**Prompt:** Reproduce everything in the data from the line containing "outline birch trunk" down to the end, copying each line character for character.

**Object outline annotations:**
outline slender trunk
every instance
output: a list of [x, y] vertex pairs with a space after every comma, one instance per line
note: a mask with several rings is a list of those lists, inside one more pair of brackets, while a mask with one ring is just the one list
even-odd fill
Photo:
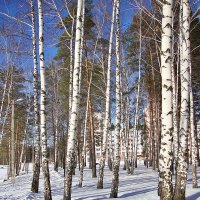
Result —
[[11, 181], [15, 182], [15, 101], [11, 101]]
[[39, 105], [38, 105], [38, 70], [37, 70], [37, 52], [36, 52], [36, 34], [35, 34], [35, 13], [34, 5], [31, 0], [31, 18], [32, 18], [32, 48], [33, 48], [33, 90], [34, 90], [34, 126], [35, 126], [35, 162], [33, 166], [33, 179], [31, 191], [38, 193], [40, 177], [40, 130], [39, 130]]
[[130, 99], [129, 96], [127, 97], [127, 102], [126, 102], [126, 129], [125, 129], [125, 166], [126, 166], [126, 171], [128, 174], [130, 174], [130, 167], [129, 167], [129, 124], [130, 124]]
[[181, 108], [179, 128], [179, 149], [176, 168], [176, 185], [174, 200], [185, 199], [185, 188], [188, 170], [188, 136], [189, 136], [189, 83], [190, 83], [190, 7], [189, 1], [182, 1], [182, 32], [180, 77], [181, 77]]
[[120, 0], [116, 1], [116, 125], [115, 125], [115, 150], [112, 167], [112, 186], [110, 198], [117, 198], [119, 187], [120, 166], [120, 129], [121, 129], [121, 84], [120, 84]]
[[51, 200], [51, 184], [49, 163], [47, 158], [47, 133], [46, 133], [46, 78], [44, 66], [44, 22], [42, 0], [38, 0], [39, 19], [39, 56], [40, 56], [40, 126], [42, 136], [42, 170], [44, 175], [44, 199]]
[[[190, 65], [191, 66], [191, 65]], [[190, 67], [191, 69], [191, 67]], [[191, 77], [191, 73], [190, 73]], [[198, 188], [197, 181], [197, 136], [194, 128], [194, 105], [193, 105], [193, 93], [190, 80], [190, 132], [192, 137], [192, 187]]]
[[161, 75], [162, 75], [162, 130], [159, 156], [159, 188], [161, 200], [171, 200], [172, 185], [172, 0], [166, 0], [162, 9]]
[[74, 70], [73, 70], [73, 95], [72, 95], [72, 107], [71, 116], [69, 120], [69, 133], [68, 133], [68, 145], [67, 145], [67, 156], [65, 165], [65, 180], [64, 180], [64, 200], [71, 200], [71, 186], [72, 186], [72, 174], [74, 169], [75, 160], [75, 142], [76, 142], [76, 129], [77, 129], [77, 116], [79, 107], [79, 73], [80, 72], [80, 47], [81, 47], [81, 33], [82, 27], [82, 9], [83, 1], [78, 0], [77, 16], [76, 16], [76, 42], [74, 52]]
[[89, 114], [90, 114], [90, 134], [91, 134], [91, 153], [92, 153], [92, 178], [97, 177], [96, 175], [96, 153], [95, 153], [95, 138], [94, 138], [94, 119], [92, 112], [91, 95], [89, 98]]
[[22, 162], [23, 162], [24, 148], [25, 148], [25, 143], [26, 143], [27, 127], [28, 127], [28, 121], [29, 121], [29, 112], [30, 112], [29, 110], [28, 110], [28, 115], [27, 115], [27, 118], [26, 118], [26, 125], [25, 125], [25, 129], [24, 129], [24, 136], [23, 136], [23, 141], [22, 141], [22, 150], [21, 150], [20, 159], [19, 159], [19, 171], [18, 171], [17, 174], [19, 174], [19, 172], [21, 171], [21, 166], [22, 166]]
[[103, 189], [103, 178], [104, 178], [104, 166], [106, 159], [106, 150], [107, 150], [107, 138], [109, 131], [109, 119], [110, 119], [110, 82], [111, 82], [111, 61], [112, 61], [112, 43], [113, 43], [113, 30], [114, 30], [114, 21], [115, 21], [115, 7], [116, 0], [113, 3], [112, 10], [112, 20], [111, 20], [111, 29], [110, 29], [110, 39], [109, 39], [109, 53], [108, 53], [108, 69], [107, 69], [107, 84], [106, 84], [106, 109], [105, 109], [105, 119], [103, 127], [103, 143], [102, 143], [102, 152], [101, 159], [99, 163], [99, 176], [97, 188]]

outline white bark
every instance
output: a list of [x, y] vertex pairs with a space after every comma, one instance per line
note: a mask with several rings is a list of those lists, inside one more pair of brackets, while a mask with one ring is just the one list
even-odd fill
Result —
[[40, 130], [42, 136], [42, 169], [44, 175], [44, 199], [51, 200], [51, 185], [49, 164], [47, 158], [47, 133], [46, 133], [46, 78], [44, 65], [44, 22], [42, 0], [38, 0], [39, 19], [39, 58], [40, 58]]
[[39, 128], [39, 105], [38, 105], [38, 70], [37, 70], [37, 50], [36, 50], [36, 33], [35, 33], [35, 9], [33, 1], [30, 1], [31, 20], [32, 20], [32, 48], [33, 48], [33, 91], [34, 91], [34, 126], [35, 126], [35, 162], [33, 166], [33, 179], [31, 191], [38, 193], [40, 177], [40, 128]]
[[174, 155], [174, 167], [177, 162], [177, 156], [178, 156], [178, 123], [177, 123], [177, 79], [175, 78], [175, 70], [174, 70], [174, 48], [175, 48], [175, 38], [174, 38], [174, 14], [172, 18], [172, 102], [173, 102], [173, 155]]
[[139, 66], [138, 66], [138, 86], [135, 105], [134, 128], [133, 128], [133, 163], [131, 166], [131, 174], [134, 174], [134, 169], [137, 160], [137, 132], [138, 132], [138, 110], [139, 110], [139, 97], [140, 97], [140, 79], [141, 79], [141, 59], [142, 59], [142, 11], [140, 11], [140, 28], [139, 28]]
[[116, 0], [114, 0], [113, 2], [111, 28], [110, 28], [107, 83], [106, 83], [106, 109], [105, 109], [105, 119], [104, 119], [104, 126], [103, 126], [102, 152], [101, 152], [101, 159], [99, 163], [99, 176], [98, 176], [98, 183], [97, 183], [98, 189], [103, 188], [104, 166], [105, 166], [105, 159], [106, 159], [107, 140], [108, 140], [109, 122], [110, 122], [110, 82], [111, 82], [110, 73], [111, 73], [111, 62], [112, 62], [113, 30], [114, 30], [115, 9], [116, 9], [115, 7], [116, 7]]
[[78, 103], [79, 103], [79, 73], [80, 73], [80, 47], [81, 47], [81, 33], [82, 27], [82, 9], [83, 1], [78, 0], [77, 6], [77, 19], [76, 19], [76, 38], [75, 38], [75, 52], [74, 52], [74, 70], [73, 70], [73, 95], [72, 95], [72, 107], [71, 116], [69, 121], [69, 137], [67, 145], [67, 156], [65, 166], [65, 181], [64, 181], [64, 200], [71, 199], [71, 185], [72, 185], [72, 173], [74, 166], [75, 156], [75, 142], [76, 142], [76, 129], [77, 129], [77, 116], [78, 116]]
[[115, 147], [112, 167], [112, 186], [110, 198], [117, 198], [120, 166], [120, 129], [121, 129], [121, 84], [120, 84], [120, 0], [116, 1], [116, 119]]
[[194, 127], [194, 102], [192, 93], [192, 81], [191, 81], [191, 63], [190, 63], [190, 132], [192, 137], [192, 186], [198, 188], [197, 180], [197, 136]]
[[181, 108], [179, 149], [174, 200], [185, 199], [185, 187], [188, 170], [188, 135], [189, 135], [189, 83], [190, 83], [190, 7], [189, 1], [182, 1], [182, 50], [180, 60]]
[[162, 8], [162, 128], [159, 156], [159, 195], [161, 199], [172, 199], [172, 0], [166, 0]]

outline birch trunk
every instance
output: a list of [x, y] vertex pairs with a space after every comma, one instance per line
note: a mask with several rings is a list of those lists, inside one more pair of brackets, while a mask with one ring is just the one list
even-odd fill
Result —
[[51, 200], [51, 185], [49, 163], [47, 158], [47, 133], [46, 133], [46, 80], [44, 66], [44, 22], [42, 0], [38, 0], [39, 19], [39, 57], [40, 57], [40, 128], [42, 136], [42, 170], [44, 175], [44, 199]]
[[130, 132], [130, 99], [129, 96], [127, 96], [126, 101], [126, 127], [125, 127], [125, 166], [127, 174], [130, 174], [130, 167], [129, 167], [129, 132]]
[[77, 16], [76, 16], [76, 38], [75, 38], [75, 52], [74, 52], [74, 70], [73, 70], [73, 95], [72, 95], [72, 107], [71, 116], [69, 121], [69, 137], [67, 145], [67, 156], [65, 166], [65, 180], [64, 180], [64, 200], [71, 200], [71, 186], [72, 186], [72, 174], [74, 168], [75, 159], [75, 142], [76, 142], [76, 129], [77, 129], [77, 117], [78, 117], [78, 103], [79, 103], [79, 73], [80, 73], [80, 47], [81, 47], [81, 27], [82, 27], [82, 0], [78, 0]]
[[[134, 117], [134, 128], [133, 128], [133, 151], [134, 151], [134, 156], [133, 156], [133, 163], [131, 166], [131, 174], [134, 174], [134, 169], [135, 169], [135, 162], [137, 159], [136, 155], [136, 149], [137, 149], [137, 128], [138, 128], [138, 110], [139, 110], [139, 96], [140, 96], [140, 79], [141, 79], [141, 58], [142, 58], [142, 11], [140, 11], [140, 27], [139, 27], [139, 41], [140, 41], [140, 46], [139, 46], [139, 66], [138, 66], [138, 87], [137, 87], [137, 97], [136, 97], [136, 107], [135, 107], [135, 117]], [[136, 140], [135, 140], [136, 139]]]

**Result of this exercise:**
outline birch trunk
every instance
output: a list of [x, y] vertex pairs with a space after every comma, one instance per line
note: a mask with several rings is a list of those lists, inside one more pair of brackets, while a mask with one ring is just the one list
even-odd fill
Result —
[[51, 200], [51, 185], [49, 163], [47, 158], [47, 133], [46, 133], [46, 80], [44, 66], [44, 22], [42, 0], [38, 0], [39, 19], [39, 57], [40, 57], [40, 128], [42, 136], [42, 170], [44, 175], [44, 199]]
[[130, 132], [130, 99], [129, 96], [127, 96], [126, 101], [126, 127], [125, 127], [125, 166], [127, 174], [130, 174], [130, 167], [129, 167], [129, 132]]
[[77, 16], [76, 16], [76, 38], [75, 38], [75, 52], [74, 52], [74, 70], [73, 70], [73, 95], [72, 95], [72, 107], [71, 116], [69, 121], [69, 137], [67, 145], [67, 156], [65, 166], [65, 180], [64, 180], [64, 200], [71, 200], [71, 186], [72, 186], [72, 174], [74, 168], [75, 159], [75, 142], [76, 142], [76, 129], [77, 129], [77, 117], [78, 117], [78, 103], [79, 103], [79, 73], [80, 73], [80, 47], [81, 47], [81, 27], [82, 27], [82, 0], [78, 0]]
[[[134, 117], [134, 128], [133, 128], [133, 151], [134, 151], [134, 156], [133, 156], [133, 163], [131, 166], [131, 174], [134, 174], [134, 169], [135, 169], [135, 162], [137, 159], [136, 155], [136, 149], [137, 149], [137, 128], [138, 128], [138, 110], [139, 110], [139, 96], [140, 96], [140, 79], [141, 79], [141, 58], [142, 58], [142, 11], [140, 11], [140, 27], [139, 27], [139, 41], [140, 41], [140, 46], [139, 46], [139, 66], [138, 66], [138, 87], [137, 87], [137, 97], [136, 97], [136, 107], [135, 107], [135, 117]], [[136, 140], [135, 140], [136, 139]]]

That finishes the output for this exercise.